The request → Locate every line in the items that contains the string "person", and copy each of those lines in full.

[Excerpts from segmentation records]
——

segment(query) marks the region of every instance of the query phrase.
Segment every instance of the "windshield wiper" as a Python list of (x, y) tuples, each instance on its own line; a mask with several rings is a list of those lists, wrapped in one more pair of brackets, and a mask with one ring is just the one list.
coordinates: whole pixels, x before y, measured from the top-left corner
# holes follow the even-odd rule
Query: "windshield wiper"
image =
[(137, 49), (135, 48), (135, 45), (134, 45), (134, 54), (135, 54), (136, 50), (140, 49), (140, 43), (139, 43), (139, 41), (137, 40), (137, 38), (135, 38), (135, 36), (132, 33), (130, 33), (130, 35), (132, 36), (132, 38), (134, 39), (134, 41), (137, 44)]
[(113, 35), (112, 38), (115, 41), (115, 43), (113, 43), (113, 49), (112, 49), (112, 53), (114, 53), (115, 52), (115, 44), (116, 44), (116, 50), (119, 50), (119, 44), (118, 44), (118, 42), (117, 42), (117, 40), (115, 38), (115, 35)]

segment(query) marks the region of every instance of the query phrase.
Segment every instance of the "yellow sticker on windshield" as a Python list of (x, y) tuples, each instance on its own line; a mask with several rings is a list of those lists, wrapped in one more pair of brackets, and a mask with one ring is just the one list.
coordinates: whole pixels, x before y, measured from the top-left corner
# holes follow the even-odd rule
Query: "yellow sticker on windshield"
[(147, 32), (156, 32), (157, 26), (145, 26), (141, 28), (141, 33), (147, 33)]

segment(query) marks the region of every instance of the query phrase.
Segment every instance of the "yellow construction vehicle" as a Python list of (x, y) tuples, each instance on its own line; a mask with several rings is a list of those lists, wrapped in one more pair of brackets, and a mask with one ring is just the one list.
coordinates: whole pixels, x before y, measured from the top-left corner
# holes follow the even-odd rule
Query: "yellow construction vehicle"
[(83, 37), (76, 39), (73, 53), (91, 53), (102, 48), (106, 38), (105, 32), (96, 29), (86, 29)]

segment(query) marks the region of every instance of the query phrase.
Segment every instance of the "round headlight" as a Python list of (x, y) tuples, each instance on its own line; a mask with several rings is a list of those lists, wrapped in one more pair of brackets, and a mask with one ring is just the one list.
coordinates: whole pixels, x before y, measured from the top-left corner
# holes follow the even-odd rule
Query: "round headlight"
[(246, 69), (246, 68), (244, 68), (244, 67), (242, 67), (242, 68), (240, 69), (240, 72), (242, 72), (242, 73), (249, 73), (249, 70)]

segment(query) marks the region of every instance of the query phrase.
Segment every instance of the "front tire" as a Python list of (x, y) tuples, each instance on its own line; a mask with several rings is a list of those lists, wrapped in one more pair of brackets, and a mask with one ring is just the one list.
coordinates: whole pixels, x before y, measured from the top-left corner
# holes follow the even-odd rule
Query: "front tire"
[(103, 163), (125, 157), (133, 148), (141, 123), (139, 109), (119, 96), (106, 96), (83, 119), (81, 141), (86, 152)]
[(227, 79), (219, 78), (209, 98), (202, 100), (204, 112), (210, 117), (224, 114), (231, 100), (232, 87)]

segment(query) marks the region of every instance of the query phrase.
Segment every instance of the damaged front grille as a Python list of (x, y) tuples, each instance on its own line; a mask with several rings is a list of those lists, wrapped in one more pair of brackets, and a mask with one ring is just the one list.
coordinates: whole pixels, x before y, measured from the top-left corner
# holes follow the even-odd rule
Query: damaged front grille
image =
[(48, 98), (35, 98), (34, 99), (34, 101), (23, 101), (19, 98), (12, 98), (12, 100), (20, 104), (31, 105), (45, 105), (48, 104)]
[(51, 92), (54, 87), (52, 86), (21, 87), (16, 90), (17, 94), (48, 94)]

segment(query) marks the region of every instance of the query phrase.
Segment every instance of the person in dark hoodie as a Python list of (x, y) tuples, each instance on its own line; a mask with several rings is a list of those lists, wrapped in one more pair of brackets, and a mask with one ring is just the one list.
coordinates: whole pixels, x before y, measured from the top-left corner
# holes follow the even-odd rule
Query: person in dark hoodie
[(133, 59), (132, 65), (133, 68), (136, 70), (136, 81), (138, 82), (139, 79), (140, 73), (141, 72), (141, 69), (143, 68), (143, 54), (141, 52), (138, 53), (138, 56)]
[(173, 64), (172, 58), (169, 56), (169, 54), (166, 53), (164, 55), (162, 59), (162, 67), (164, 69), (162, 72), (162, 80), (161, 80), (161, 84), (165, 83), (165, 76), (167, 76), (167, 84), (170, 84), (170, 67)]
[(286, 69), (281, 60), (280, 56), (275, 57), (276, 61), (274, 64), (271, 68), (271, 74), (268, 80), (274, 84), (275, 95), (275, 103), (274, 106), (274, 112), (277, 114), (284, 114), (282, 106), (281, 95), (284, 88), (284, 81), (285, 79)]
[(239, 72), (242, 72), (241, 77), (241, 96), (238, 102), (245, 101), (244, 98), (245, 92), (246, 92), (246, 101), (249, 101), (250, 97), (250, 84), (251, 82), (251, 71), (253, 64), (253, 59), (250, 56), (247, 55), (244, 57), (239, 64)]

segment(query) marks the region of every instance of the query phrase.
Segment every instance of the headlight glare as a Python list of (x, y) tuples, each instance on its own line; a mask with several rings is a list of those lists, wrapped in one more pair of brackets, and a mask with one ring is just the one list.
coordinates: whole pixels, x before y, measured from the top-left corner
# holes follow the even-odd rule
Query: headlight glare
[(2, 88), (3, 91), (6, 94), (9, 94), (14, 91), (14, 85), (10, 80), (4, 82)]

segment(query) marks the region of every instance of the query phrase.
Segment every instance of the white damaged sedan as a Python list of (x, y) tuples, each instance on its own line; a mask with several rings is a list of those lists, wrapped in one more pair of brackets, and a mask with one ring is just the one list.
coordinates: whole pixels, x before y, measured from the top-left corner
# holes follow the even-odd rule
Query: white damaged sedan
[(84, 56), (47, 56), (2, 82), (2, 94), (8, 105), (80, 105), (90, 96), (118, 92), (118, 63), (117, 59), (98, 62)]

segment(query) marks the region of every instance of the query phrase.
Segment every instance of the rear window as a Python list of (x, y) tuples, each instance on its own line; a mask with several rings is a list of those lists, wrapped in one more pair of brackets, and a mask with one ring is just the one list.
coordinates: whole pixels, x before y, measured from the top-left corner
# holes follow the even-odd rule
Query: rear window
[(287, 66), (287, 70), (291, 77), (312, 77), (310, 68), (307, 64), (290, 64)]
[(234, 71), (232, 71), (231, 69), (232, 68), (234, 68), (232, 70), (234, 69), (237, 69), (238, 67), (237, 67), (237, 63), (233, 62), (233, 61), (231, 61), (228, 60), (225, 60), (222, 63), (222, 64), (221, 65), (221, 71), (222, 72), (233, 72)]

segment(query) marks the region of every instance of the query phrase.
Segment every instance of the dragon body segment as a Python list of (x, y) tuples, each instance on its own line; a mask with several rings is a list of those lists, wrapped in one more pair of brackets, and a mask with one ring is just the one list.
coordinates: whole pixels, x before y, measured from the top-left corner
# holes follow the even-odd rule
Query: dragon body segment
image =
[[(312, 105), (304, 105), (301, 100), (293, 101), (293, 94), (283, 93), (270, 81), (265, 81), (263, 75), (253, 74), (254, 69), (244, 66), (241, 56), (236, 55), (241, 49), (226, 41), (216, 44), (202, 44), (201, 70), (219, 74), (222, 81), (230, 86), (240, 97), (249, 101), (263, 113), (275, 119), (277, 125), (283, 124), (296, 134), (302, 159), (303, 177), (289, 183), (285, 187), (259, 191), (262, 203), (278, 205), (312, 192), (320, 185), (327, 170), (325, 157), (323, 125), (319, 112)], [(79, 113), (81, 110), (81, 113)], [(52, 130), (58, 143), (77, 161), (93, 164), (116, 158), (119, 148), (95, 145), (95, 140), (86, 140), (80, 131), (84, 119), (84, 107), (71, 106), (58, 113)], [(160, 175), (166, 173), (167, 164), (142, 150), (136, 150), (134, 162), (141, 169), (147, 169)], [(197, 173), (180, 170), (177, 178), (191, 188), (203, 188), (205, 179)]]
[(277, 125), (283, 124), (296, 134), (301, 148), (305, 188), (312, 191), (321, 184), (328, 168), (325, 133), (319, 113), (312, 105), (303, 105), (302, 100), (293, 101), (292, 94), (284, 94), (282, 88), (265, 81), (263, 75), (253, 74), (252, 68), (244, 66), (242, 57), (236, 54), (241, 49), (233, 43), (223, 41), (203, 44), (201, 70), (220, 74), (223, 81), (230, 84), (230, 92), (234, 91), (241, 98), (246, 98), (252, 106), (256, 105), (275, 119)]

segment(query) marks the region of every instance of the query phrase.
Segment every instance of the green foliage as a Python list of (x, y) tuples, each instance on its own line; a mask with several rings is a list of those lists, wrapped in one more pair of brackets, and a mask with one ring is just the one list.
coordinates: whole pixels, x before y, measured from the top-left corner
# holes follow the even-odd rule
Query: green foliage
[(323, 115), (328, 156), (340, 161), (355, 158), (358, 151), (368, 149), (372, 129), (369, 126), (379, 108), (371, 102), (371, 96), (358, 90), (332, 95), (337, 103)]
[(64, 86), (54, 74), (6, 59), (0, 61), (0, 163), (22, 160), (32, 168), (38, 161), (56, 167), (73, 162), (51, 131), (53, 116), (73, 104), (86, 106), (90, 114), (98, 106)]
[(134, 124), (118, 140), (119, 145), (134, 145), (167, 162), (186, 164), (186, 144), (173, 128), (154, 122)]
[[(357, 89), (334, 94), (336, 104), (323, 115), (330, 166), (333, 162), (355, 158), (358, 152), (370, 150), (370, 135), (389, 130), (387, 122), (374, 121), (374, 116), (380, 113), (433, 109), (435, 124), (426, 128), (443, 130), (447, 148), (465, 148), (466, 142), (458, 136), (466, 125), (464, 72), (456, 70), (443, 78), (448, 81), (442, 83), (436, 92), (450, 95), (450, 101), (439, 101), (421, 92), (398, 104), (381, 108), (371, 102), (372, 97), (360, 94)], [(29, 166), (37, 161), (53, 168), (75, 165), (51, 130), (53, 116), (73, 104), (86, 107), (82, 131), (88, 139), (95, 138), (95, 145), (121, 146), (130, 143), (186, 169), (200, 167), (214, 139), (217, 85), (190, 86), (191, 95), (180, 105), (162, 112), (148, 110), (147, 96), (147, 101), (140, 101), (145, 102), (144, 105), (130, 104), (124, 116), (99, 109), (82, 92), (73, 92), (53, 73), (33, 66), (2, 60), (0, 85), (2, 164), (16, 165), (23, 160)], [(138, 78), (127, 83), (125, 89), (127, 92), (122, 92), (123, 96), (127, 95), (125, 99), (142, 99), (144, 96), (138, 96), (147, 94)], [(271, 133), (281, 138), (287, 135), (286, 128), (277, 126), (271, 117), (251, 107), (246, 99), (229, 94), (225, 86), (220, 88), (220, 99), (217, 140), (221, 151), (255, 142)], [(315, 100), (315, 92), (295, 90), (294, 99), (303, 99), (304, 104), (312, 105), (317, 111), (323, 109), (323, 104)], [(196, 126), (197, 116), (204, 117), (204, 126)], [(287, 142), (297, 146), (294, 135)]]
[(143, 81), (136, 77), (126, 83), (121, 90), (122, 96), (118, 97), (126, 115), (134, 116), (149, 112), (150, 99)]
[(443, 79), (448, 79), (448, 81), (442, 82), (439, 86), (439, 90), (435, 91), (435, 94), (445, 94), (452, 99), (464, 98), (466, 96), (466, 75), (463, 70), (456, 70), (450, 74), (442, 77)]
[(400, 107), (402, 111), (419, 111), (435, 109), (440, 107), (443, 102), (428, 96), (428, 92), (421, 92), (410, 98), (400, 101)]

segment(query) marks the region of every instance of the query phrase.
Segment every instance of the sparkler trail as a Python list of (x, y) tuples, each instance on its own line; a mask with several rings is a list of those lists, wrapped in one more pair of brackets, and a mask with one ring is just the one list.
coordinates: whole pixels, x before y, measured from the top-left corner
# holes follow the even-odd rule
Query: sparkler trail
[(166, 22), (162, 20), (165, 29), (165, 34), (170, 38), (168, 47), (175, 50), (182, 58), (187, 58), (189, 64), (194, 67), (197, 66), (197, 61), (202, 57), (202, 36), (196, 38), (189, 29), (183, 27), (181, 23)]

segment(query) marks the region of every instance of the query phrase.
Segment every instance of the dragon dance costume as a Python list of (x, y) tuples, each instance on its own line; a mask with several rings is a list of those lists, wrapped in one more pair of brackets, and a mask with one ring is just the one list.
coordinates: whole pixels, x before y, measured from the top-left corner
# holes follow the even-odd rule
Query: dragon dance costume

——

Final result →
Segment every instance of the person in dark hoodie as a Python list of (x, y) tuples, each instance on its own line; a mask with several rings is a list of those lists, wrapped in one more pair of brackets, and a mask with one ring is just the one list.
Query: person in dark hoodie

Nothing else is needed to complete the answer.